--- Start of Records for the task ---

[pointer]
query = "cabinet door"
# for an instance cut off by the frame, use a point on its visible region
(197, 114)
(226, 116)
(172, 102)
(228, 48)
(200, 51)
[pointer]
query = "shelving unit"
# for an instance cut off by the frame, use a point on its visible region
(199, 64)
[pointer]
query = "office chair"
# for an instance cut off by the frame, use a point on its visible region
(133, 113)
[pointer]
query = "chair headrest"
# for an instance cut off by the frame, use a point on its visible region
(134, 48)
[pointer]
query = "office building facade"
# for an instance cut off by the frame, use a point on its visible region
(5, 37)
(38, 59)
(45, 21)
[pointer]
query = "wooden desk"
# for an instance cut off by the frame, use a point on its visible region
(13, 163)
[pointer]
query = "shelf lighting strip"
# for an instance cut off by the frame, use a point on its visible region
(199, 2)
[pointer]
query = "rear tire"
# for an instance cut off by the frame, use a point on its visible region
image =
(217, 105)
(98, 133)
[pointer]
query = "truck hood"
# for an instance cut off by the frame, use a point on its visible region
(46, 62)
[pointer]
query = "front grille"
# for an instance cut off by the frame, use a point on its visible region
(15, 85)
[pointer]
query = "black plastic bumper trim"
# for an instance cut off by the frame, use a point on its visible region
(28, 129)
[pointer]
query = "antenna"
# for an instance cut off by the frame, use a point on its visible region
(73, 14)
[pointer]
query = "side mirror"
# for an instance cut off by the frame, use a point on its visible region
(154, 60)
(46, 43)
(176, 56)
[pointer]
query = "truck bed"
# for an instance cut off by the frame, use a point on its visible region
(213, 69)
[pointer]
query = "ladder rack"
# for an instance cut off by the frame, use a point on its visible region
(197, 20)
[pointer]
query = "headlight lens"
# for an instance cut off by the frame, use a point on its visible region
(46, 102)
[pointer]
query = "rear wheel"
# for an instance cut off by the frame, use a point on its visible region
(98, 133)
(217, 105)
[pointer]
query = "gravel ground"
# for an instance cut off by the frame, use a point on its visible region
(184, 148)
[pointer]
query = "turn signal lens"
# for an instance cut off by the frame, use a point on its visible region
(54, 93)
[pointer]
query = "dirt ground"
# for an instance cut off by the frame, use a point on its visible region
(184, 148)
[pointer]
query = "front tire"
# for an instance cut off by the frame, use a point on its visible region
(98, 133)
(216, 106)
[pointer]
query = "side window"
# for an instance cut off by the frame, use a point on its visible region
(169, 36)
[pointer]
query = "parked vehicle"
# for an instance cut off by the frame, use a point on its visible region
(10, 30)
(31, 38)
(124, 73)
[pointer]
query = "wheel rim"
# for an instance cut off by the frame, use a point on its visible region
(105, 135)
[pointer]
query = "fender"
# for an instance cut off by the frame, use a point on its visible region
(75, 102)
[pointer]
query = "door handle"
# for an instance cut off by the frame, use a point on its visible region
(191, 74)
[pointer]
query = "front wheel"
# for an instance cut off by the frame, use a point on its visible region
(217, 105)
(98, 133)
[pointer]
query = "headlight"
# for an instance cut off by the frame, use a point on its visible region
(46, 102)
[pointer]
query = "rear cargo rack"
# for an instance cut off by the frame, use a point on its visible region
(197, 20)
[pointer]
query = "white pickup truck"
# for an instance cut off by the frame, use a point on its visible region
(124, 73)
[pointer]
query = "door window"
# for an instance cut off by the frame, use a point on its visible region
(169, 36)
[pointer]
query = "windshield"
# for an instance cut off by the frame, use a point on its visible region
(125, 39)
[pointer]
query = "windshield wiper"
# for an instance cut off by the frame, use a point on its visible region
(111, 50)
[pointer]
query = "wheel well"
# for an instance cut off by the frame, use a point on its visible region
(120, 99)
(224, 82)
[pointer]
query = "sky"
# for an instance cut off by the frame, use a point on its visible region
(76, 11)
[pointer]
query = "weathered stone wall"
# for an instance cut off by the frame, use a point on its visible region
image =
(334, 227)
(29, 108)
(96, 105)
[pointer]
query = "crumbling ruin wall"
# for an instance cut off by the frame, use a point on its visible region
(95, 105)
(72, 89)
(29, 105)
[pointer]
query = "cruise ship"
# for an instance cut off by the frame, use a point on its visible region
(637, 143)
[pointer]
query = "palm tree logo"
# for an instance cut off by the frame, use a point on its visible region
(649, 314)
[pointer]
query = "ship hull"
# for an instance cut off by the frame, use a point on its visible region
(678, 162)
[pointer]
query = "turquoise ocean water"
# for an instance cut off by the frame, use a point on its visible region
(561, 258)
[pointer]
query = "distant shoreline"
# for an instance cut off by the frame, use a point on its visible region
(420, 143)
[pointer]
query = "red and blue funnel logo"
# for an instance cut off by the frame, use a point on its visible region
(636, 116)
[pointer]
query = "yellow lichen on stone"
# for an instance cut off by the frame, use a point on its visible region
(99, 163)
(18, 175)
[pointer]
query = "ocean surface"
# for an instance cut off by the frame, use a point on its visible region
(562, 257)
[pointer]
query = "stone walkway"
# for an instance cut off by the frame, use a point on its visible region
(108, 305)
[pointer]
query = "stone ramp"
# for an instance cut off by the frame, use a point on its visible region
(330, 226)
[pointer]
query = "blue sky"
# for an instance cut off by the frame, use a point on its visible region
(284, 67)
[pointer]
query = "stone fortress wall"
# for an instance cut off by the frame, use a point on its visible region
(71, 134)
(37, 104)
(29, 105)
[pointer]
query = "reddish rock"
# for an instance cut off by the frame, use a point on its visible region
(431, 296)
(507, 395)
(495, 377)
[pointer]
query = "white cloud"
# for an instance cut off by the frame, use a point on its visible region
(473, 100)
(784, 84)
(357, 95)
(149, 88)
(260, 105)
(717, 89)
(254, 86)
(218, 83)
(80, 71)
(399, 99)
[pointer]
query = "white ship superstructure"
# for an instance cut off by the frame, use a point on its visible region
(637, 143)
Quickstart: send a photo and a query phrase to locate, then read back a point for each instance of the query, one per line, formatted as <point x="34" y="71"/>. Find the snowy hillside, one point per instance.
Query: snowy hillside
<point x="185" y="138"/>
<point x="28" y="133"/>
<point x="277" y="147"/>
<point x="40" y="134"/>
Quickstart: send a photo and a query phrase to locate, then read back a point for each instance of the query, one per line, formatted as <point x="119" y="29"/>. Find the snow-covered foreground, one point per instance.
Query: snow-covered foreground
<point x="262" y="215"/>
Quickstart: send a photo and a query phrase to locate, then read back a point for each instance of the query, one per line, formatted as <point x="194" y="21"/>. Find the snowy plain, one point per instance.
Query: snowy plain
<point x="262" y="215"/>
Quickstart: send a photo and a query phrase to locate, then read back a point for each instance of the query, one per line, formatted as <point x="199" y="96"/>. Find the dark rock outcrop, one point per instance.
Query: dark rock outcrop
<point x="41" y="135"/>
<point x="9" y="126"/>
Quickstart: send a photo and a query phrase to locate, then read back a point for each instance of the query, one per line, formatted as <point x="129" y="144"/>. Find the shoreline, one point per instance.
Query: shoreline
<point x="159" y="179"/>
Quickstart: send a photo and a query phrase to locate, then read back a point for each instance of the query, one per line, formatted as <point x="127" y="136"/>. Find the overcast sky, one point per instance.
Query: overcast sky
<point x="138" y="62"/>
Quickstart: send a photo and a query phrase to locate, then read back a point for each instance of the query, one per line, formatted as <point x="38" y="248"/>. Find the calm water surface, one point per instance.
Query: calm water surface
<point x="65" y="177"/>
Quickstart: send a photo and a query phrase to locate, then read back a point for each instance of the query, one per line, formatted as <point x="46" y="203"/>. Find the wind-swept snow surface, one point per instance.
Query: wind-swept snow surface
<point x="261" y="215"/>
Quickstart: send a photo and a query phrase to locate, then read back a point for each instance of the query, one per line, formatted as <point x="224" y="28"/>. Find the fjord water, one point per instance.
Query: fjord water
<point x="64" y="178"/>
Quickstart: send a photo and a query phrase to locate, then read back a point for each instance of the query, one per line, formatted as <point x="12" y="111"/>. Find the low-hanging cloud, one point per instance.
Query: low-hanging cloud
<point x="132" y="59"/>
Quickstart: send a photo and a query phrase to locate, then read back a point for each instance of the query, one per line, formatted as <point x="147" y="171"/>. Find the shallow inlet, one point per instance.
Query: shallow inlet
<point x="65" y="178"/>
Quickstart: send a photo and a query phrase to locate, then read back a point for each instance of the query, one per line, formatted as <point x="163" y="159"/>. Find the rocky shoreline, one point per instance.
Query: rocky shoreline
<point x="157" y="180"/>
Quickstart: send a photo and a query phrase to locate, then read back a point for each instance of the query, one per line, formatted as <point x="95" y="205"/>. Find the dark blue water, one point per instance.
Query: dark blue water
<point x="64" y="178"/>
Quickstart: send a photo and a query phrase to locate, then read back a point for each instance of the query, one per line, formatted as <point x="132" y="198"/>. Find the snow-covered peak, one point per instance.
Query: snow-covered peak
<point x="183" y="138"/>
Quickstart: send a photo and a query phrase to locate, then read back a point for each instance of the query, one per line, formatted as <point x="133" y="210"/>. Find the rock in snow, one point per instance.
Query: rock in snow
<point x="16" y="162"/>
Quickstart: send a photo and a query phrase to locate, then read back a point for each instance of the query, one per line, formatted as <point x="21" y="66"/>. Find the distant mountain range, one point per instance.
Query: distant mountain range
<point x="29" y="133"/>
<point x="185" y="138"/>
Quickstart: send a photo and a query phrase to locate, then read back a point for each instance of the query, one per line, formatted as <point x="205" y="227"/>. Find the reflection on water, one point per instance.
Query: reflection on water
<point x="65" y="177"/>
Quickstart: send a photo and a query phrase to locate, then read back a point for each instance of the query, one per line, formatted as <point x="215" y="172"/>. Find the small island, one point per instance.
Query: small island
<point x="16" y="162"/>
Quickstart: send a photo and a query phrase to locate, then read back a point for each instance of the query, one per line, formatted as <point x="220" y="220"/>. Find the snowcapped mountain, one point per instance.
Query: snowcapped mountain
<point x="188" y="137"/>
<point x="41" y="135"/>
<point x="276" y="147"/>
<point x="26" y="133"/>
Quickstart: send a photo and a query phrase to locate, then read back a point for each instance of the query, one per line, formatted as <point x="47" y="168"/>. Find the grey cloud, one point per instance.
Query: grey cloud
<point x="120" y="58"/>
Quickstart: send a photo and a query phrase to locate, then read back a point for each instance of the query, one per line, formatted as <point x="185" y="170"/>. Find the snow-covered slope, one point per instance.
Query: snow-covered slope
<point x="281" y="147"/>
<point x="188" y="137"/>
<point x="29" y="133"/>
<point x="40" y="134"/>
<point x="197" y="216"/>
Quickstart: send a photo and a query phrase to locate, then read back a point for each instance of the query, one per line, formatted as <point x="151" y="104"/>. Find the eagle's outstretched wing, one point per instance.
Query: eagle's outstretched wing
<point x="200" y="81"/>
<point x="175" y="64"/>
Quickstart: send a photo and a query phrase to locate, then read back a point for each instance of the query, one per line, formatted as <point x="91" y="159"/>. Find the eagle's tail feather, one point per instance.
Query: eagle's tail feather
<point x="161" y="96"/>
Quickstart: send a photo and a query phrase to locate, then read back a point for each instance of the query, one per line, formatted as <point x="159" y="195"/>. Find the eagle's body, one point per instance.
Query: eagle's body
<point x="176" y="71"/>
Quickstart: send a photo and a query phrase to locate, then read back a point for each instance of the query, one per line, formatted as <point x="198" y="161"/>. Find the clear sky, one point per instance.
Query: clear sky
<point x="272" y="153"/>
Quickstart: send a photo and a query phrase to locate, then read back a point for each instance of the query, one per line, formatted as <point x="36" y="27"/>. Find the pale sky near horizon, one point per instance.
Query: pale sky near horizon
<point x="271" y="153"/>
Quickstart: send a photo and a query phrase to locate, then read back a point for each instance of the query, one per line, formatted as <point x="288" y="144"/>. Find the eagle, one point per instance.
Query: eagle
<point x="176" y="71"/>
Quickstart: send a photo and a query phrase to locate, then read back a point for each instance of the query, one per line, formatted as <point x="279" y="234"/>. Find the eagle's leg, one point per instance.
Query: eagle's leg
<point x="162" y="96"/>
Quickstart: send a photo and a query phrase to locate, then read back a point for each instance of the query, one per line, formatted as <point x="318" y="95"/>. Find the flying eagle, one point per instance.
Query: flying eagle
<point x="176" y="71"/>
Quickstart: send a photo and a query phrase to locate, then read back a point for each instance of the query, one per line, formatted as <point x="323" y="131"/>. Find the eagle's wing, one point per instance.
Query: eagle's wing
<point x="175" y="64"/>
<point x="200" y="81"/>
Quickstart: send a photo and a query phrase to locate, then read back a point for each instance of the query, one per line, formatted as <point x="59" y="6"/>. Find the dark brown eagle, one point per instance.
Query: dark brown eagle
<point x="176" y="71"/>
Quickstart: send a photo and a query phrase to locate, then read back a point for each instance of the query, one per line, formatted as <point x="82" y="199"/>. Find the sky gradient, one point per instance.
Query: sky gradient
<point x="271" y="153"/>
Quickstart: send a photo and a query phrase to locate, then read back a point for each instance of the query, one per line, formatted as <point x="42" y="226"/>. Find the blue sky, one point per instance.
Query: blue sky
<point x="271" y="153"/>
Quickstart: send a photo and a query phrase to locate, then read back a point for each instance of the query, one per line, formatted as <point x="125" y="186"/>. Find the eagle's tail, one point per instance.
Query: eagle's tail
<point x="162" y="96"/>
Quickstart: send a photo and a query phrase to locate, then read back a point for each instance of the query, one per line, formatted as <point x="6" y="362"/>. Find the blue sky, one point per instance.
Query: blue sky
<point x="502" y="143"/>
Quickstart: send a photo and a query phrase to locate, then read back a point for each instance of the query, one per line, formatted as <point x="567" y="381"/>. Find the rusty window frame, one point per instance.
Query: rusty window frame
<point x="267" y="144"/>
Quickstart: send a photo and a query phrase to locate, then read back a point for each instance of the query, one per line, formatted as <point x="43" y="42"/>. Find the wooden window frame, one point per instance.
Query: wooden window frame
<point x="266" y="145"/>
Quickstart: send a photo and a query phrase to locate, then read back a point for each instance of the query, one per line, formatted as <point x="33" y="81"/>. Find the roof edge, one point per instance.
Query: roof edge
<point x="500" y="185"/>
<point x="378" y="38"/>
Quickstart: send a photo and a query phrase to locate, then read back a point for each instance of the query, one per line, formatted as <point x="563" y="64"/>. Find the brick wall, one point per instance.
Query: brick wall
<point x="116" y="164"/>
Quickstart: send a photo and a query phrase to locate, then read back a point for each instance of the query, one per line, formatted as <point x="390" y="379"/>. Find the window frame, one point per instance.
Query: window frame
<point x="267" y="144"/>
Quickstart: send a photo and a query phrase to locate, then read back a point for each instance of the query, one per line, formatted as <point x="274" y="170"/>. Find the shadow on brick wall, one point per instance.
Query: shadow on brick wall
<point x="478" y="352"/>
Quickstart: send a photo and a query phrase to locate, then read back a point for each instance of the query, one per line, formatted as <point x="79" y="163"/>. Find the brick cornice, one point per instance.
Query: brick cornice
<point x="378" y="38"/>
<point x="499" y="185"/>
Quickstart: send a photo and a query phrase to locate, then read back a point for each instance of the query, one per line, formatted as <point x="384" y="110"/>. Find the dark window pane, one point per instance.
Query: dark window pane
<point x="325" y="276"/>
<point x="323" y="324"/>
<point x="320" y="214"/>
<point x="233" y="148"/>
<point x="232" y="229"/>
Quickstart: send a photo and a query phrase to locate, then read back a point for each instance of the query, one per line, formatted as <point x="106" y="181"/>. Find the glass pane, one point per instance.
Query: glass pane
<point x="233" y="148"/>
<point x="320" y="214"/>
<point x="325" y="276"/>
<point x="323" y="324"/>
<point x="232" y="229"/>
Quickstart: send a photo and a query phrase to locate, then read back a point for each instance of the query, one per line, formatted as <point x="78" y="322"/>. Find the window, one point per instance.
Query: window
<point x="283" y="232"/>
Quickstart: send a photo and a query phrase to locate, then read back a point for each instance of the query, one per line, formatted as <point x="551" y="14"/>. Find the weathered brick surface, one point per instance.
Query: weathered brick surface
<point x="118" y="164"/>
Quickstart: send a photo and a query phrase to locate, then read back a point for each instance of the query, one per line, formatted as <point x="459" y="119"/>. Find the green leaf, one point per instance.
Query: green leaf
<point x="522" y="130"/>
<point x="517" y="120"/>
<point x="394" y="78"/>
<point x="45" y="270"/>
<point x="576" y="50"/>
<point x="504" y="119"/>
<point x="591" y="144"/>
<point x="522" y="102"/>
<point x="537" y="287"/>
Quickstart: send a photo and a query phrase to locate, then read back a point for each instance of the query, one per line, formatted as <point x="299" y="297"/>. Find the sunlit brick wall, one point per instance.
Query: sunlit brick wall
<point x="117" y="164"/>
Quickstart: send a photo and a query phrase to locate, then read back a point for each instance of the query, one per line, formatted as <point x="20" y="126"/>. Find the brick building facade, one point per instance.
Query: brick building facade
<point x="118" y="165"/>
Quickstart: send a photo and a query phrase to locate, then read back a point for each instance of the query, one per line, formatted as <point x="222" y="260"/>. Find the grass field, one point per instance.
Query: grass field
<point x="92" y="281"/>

--- End of Records for the task ---

[Brief]: Turn everything from the line containing "water surface, one point per instance." down to the line containing "Query: calm water surface" into a numbered list, skipping any blank lines.

[The answer]:
1. Quickstart: send a photo and a query phrase to locate, then read back a point for each instance of the query, one per line, formatted as <point x="38" y="248"/>. Find the calm water surface, one point per instance.
2. Query: calm water surface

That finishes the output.